[EXTRAIT DU DOCUMENT]:
Les propriétaires d'un vignoble syrien, Bargylus, aux prises avec le conflit qui déchire le pays depuis quatre ans, participent pour la première fois à Vinexpo, à Bordeaux, plus grand salon mondial consacré au vin.

«Je n'ai pas pu visiter le vignoble depuis que le conflit a éclaté voici quatre ans», explique à l'AFP Sandro Johnny Saadé, l'un des deux frères libano-syriens qui ont créé en 2003 le Domaine de Bargylus, dans le nord-ouest du pays. «Ce doit être actuellement le vin le plus pénible à produire, probablement le plus dangereux», souffle-t-il.

Grande et vieille famille de propriétaires grecs-orthodoxes de Syrie et du Liban, les Saadé ont perdu leurs terres en 1960 lorsque le régime égyptien de Nasser les a expropriés lors de la brève fusion entre l'Égypte et la Syrie. Mais ils n'ont jamais abandonné leur rêve de produire du vin.

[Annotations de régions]
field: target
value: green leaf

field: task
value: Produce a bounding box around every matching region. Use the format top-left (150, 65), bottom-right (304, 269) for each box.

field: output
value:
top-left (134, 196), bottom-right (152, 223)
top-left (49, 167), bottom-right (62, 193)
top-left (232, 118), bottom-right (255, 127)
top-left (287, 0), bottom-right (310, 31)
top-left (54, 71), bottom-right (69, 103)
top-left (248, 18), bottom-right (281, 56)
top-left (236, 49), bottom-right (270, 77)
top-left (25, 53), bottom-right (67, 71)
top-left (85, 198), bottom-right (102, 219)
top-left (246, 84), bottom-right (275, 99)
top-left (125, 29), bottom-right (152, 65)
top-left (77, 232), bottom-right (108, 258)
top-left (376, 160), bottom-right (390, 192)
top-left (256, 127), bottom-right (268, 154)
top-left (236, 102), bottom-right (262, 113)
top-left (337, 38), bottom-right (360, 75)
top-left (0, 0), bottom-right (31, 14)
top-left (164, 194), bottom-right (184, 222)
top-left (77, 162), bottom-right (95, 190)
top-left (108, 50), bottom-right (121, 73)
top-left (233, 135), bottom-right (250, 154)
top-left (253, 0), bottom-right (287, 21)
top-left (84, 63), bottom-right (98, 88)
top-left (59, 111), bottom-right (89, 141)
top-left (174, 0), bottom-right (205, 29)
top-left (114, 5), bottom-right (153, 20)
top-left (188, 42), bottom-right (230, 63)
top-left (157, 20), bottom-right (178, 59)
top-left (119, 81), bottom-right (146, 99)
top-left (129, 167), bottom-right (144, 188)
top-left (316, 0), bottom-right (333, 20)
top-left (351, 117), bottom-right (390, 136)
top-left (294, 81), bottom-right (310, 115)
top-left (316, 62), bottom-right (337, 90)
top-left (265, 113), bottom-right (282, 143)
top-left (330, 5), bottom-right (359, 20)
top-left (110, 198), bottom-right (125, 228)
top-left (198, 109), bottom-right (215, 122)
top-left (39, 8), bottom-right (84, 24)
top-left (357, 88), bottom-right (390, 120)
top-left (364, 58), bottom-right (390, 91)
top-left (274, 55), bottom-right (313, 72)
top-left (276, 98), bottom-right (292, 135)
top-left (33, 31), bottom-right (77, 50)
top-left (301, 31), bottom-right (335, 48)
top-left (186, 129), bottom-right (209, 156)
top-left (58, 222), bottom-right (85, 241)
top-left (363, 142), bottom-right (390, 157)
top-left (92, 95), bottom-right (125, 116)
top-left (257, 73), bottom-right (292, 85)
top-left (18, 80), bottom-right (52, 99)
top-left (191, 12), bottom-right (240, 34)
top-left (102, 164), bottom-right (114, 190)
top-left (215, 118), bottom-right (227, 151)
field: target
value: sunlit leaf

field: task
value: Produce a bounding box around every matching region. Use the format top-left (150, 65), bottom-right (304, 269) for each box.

[CONSIGNES]:
a – Pouvez-vous recopier fidèlement le passage de l'extrait sur le vignoble syrien qui commence à « Grande et vieille » et se termine à « produire du vin. » ?
b – Pouvez-vous mettre au format CSV à deux colonnes, « consigne » et « réponse », les lignes d'annotations de régions, en commençant à leur début et en terminant à la ligne qui contient « top-left (294, 81), bottom-right (310, 115) », incluse ? Mettez chaque champ entre guillemets et remplacez les sauts de ligne par des espaces.
L'extrait et les lignes d'annotations de régions sont deux supports indépendants l'un de l'autre.

[RÉPONSES ATTENDUES]:
a –
Grande et vieille famille de propriétaires grecs-orthodoxes de Syrie et du Liban, les Saadé ont perdu leurs terres en 1960 lorsque le régime égyptien de Nasser les a expropriés lors de la brève fusion entre l'Égypte et la Syrie. Mais ils n'ont jamais abandonné leur rêve de produire du vin.

b –
consigne,réponse
"field: target value: green leaf field: task value: Produce a bounding box around every matching region. Use the format top-left (150, 65), bottom-right (304, 269) for each box. field: output value:","top-left (134, 196), bottom-right (152, 223) top-left (49, 167), bottom-right (62, 193) top-left (232, 118), bottom-right (255, 127) top-left (287, 0), bottom-right (310, 31) top-left (54, 71), bottom-right (69, 103) top-left (248, 18), bottom-right (281, 56) top-left (236, 49), bottom-right (270, 77) top-left (25, 53), bottom-right (67, 71) top-left (85, 198), bottom-right (102, 219) top-left (246, 84), bottom-right (275, 99) top-left (125, 29), bottom-right (152, 65) top-left (77, 232), bottom-right (108, 258) top-left (376, 160), bottom-right (390, 192) top-left (256, 127), bottom-right (268, 154) top-left (236, 102), bottom-right (262, 113) top-left (337, 38), bottom-right (360, 75) top-left (0, 0), bottom-right (31, 14) top-left (164, 194), bottom-right (184, 222) top-left (77, 162), bottom-right (95, 190) top-left (108, 50), bottom-right (121, 73) top-left (233, 135), bottom-right (250, 154) top-left (253, 0), bottom-right (287, 21) top-left (84, 63), bottom-right (98, 88) top-left (59, 111), bottom-right (89, 141) top-left (174, 0), bottom-right (205, 29) top-left (114, 5), bottom-right (153, 20) top-left (188, 42), bottom-right (230, 63) top-left (157, 20), bottom-right (178, 59) top-left (119, 81), bottom-right (146, 99) top-left (129, 167), bottom-right (144, 188) top-left (316, 0), bottom-right (333, 20) top-left (351, 117), bottom-right (390, 136) top-left (294, 81), bottom-right (310, 115)"